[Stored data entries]
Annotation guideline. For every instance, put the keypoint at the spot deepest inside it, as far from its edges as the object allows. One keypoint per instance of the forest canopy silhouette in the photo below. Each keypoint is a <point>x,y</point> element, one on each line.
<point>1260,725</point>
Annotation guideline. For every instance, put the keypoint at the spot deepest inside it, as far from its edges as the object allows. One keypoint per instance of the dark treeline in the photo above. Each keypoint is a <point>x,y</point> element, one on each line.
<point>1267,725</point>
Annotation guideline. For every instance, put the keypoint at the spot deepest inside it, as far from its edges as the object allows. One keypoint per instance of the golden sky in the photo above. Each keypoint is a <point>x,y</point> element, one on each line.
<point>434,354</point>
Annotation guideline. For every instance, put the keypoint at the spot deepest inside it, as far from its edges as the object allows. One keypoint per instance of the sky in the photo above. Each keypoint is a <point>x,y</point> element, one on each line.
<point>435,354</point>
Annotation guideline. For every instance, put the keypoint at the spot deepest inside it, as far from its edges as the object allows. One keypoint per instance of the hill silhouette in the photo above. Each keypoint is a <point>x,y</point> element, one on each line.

§ THE TASK:
Your task is to restate every record word for word.

§ RESULT FOR THIS TASK:
Annotation guideline. For every instance, put the keypoint at the spot deepest inside it, as far from its edges as the object allows. One keypoint per instance of the forest canopy silhouette in the photo below. Each keypoint is a <point>x,y</point> element, one on each line.
<point>1260,725</point>
Annotation guideline. For every instance, put the keypoint at the spot deepest inside it, as far from its edges as the object allows. One keypoint per instance of the dark treeline in the photo above. Each keypoint is a <point>x,y</point> element, one on each line.
<point>1267,725</point>
Annotation guideline. For every instance, put the keypoint at the spot deepest inside it, as far from its edges as the object allows. One keypoint per instance of the golden sky in the photo above. Each keypoint is a <point>x,y</point> element, one on each line.
<point>434,354</point>
Annotation guideline. For every instance, put the keypoint at the spot deepest inside it, as far from its edges as the object allows. One keypoint per instance of the sky in the photo above. Each keypoint is a <point>x,y</point> element, one on each line.
<point>435,354</point>
Annotation guideline. For every instance, put the keypoint at the spot deepest inside it, as far from its edges as the object allows. One keypoint per instance of the hill silhouette in the photo above. Each keypoint is a <point>x,y</point> element, one on each line.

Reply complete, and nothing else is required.